Dataset records:
══════════

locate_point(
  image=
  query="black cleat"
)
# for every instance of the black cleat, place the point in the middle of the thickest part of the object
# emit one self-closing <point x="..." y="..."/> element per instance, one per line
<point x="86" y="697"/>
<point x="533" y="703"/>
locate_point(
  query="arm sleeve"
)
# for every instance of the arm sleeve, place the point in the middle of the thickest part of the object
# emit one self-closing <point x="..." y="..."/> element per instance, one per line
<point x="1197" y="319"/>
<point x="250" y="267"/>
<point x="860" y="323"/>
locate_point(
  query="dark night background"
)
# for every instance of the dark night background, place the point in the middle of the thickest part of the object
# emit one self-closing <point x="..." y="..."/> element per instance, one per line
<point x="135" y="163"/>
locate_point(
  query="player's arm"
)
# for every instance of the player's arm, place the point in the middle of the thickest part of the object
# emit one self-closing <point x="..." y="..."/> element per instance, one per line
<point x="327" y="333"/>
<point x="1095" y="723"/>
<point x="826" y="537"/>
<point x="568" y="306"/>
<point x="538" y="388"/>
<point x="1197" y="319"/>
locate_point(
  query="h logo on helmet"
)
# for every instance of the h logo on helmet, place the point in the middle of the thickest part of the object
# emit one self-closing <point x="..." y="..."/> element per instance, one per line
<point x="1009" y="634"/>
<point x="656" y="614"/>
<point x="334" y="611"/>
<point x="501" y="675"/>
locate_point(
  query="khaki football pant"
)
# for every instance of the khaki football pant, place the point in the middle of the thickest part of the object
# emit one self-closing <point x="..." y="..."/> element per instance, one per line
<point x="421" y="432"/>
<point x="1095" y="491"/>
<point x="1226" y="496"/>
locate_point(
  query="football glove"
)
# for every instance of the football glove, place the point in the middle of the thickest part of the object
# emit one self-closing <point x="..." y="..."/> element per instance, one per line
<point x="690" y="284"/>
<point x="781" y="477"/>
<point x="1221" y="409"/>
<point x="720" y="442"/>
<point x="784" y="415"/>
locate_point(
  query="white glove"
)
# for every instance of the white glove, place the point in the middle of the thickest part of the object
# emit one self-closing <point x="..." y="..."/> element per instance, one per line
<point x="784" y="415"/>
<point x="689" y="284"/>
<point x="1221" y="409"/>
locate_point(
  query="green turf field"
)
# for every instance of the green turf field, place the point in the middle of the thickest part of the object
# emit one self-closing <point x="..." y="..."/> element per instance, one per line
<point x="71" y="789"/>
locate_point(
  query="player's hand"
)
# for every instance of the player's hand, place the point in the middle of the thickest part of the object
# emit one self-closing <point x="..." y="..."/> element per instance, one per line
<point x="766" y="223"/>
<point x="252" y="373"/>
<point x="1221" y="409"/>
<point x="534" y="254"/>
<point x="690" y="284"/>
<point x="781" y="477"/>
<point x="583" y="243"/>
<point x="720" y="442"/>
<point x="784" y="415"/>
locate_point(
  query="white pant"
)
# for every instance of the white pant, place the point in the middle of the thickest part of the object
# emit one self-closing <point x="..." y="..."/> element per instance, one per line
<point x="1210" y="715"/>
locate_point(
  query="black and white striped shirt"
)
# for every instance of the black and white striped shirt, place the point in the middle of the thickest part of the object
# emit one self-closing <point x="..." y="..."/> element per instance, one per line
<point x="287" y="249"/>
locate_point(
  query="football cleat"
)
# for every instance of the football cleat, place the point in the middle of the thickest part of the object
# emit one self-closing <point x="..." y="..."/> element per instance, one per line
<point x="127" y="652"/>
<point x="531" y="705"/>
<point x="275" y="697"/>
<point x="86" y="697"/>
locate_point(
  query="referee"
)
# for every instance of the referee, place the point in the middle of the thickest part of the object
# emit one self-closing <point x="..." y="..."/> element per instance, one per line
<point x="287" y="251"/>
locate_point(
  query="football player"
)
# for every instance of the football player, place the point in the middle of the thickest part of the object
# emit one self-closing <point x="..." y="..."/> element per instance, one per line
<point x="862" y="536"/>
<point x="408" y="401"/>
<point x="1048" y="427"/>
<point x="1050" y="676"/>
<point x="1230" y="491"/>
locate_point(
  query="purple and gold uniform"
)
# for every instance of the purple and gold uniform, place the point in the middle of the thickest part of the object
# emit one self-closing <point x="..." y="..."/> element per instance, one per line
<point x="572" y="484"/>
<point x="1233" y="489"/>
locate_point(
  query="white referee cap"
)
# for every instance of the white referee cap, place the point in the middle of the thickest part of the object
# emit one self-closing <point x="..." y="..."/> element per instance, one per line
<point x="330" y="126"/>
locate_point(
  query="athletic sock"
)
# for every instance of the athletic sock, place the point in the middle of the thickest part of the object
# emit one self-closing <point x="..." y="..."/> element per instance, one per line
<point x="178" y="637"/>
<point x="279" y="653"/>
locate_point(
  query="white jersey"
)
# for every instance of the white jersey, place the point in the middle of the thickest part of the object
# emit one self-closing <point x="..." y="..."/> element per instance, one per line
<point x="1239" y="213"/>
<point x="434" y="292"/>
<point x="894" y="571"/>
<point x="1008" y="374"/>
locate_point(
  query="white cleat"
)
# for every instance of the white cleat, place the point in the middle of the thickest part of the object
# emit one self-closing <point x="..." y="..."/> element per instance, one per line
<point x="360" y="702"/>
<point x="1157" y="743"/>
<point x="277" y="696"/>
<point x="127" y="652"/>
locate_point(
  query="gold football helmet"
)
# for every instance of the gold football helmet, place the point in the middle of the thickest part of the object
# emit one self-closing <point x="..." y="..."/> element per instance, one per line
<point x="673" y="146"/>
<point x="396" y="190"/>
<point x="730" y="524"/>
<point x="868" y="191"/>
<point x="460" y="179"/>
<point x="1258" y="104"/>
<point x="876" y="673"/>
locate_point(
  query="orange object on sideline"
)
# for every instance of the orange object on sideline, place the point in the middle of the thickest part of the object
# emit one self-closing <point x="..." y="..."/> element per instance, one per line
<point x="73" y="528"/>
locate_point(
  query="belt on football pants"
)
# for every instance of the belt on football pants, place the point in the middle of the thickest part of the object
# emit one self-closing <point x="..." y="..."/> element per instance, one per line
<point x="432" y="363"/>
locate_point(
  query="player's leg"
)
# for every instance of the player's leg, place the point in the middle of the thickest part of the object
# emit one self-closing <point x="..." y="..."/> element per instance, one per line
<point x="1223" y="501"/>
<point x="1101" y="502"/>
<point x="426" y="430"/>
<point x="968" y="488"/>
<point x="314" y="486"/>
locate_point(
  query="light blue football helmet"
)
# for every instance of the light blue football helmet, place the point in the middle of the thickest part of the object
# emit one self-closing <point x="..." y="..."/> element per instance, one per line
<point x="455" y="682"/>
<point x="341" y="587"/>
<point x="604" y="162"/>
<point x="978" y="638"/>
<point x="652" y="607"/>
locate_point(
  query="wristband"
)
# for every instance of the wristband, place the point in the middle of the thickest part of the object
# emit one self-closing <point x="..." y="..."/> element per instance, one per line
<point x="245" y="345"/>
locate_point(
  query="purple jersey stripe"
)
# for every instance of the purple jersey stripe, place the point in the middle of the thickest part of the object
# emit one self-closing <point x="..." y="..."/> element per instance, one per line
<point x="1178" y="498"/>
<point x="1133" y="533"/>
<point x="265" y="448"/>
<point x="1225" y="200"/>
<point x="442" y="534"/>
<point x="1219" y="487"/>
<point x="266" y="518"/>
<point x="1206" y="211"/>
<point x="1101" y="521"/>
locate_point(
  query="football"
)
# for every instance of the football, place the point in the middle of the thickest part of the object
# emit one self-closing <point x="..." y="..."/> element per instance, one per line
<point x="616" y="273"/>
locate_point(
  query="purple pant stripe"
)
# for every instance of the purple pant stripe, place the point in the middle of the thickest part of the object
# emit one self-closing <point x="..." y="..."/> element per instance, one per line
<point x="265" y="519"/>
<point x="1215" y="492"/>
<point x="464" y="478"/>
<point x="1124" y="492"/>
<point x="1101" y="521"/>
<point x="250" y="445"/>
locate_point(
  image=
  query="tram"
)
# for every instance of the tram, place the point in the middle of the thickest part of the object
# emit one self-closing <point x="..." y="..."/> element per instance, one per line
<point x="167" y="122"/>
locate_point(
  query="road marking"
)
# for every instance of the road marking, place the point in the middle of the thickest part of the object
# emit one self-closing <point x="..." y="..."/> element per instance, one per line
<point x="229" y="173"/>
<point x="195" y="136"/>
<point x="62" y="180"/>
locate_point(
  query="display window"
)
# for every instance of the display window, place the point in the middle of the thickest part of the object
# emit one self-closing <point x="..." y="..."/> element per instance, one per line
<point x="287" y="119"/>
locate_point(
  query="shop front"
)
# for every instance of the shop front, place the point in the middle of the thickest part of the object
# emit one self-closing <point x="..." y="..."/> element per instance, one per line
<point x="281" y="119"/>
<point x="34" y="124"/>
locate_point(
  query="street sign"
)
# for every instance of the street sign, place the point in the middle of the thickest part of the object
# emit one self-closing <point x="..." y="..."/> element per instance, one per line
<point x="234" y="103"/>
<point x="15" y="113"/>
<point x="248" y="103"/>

══════════

## Written exercise
Show each line in the records above that contains the string "pants".

## Expected answer
  query="belt on football pants"
# for every instance of the belt on football pants, place the point in the middle of the thickest part of the object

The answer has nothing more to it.